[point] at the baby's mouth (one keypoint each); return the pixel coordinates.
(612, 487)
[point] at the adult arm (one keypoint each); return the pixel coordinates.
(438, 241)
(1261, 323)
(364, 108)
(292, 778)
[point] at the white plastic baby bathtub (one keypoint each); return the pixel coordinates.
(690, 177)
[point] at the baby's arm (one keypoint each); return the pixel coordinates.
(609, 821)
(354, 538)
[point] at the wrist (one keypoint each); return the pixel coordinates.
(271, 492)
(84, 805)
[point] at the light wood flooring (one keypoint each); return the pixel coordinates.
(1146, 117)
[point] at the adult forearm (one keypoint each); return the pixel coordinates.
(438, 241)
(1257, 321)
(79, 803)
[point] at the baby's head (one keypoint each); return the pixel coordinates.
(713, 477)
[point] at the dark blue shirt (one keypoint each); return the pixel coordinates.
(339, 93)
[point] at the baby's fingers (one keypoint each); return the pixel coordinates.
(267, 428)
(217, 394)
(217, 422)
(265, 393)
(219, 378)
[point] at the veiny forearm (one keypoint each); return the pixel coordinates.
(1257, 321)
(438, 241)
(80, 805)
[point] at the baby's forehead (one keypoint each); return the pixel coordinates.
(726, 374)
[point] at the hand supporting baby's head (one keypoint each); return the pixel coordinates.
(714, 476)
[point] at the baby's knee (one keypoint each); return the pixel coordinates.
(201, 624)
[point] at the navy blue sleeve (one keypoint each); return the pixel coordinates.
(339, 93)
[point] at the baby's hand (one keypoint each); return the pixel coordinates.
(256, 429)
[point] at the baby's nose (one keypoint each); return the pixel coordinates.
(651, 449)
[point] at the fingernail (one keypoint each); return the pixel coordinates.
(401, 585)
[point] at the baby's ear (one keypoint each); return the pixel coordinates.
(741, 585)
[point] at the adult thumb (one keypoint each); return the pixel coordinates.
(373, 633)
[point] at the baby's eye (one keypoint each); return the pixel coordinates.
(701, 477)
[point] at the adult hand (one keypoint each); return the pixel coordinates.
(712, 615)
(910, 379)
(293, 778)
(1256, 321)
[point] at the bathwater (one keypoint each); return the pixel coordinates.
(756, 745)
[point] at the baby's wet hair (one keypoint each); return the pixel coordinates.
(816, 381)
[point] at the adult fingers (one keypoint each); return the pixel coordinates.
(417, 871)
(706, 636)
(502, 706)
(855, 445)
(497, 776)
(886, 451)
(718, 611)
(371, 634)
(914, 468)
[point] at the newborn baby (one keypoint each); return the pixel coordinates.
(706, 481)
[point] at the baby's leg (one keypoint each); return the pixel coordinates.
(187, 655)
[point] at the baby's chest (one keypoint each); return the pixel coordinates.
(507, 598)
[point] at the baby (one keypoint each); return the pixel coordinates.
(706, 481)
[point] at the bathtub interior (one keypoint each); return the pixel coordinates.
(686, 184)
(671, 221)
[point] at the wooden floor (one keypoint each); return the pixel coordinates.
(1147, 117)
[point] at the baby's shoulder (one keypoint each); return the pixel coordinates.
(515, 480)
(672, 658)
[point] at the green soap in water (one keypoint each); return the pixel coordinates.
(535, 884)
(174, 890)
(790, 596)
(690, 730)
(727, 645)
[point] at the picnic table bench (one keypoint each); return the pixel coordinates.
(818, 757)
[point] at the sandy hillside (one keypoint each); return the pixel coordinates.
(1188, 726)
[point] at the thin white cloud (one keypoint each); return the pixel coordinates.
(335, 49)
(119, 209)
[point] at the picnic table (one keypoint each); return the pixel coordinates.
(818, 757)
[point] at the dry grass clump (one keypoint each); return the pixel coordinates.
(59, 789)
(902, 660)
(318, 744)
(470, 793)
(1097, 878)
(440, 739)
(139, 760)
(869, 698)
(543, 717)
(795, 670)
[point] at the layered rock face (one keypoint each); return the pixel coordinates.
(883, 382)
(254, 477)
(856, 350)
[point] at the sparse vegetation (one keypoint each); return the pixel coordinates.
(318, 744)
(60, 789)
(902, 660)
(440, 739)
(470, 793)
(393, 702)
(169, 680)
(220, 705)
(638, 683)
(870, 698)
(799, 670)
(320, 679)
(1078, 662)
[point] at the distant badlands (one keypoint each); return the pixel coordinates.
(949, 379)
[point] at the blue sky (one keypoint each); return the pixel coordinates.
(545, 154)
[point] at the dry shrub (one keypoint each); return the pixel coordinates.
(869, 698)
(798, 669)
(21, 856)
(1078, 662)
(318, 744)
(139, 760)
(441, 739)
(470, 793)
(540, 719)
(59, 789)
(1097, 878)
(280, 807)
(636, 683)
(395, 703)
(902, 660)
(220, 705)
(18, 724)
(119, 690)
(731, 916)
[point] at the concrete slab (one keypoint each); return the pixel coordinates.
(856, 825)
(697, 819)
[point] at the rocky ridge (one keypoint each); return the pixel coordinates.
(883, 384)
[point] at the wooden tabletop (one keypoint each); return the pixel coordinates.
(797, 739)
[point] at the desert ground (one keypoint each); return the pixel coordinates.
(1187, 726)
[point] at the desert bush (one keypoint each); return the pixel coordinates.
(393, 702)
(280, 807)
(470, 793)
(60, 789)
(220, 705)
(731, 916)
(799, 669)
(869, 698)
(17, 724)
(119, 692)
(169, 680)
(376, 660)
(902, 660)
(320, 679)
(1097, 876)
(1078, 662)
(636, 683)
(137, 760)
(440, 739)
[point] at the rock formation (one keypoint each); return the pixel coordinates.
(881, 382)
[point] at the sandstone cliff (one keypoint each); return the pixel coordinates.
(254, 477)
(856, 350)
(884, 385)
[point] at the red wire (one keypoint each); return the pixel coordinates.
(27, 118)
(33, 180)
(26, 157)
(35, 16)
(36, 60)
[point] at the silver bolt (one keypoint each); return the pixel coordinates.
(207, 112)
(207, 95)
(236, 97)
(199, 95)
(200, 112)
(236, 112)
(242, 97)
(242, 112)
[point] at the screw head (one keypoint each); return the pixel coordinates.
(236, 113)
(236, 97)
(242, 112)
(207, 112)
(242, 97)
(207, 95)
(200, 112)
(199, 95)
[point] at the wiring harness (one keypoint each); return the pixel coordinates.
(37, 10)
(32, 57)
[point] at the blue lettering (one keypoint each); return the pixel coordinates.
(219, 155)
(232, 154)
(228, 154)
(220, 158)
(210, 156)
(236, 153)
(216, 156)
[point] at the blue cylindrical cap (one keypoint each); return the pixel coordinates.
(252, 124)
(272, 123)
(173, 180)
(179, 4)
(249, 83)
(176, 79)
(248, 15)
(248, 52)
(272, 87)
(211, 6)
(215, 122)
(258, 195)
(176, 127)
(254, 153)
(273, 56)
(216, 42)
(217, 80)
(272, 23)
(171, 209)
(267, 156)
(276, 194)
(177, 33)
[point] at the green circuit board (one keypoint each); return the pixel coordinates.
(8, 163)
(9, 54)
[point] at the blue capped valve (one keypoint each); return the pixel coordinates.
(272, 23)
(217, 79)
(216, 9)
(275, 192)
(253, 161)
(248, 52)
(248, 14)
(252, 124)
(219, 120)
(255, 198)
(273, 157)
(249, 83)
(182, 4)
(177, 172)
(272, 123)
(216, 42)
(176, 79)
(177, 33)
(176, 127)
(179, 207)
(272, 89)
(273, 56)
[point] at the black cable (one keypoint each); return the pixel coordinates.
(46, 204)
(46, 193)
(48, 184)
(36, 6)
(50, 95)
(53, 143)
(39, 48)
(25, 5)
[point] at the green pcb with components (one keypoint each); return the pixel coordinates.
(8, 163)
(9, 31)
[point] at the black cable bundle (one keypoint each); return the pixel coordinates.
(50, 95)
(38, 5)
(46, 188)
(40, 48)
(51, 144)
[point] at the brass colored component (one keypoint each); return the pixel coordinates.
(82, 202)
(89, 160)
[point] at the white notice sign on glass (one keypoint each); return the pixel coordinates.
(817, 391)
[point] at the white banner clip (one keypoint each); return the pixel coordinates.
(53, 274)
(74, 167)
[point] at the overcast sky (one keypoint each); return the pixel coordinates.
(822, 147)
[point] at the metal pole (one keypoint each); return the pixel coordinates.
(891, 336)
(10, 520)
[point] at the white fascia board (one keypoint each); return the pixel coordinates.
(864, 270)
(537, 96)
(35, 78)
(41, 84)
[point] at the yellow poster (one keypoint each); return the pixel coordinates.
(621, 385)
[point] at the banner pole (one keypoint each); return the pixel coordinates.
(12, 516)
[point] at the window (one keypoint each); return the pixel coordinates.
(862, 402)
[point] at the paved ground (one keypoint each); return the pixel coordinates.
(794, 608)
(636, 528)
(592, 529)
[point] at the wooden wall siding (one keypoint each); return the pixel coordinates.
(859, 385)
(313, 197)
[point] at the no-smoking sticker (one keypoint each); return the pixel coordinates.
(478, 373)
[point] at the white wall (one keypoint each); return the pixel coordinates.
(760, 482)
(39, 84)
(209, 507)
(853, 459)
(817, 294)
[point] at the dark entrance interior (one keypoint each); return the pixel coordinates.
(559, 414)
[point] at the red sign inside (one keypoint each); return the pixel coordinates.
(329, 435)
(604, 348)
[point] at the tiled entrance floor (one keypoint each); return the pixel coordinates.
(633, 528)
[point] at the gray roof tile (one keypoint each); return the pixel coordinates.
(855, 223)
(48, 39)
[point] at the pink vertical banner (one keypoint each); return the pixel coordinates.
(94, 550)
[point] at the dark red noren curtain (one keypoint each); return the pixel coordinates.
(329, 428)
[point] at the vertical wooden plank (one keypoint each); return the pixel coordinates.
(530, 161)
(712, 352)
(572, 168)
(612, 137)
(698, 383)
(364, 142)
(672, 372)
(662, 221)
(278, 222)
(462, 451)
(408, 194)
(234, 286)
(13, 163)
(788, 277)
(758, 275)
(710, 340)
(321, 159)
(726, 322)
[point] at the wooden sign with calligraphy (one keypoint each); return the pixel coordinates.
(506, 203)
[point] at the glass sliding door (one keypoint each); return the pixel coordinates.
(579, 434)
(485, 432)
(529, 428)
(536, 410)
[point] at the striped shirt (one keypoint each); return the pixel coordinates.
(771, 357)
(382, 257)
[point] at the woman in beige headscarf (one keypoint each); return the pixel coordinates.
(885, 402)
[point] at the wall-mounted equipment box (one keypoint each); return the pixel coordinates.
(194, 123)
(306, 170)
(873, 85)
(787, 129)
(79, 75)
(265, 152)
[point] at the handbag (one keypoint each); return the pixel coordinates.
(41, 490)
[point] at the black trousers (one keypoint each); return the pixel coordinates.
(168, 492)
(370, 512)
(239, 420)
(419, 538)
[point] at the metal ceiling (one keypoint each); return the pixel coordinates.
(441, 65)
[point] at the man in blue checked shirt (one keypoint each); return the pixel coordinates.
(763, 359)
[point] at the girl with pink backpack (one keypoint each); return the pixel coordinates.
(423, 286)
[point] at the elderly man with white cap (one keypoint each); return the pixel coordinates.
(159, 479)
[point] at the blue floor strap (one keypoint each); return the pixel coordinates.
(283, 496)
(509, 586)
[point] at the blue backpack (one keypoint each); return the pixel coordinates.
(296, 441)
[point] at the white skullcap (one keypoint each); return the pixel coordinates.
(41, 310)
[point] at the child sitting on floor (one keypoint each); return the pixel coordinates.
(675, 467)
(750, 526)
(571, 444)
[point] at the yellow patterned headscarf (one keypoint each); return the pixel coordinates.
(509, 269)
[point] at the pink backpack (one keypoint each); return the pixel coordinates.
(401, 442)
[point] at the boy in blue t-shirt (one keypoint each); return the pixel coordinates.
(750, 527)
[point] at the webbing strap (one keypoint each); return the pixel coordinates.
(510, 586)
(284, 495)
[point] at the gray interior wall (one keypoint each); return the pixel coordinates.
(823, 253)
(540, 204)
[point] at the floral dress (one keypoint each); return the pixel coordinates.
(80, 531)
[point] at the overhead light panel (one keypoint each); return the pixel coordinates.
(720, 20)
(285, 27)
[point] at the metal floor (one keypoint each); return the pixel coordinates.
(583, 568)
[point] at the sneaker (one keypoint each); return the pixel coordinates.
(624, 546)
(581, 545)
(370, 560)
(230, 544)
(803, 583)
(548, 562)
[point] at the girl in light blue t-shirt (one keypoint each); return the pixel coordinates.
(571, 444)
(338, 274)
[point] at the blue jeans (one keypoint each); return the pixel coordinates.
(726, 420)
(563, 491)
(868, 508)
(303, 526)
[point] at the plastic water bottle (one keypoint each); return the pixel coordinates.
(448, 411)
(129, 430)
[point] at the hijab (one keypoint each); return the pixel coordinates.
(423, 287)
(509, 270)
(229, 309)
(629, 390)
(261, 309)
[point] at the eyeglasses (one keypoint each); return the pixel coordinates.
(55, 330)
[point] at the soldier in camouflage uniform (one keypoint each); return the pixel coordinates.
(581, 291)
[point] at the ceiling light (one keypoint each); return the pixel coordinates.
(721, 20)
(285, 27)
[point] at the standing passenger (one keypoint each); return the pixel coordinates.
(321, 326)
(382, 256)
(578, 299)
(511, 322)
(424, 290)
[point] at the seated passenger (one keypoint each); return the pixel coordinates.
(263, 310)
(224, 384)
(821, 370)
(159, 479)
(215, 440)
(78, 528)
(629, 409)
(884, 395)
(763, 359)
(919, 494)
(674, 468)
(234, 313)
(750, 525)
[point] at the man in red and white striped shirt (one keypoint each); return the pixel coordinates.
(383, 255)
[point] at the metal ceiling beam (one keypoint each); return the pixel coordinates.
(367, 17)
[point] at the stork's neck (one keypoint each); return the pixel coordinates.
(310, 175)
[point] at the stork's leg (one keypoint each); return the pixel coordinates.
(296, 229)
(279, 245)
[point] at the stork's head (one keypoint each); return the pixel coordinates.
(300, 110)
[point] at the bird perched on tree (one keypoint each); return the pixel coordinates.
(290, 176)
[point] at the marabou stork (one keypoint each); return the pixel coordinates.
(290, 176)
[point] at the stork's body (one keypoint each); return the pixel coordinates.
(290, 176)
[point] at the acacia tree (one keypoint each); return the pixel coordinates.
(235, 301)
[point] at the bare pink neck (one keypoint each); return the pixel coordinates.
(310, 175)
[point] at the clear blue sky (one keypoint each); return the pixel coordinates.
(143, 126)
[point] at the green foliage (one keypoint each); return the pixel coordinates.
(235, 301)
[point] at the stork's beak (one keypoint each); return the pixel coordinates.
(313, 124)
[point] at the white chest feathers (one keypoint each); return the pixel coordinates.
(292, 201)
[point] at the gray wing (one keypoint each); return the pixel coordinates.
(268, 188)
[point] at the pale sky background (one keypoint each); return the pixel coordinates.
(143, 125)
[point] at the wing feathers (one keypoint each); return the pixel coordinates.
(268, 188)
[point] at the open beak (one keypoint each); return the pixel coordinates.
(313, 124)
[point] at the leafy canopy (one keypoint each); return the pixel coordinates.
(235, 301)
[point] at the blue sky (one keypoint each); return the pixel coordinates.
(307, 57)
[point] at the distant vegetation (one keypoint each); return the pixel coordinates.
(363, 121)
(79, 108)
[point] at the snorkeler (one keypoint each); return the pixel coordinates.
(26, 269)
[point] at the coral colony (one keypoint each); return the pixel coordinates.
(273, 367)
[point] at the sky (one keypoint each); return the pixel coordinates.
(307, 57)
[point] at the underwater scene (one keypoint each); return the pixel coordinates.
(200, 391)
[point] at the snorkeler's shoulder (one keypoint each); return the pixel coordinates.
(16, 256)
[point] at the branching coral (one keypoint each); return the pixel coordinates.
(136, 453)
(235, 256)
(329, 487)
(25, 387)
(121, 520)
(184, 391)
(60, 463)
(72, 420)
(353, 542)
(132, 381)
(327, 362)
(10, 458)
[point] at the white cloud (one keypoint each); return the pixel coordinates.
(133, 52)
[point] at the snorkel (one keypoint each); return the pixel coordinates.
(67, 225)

■ **PROBLEM TO SOLVE**:
Can you give the rows again, from the first one through the line containing "(1146, 117)", with every "keypoint" replaced by "marker" and nothing else changed?

■ **ANSWER TO THIS EXERCISE**:
[point] at the baby's mouth (one marker each); return the pixel coordinates.
(612, 487)
[point] at the adult arm (one marker each); return the pixel coordinates.
(438, 241)
(1261, 323)
(364, 108)
(292, 778)
[point] at the white plastic baby bathtub (one marker each); return the pixel coordinates.
(690, 177)
[point] at the baby's arm (one marker each); return the pixel coordinates.
(609, 821)
(354, 538)
[point] at the wrist (one marker each); return the pixel coordinates.
(271, 492)
(84, 805)
[point] at the light wood flooring (one marker each); return the pixel coordinates.
(1146, 117)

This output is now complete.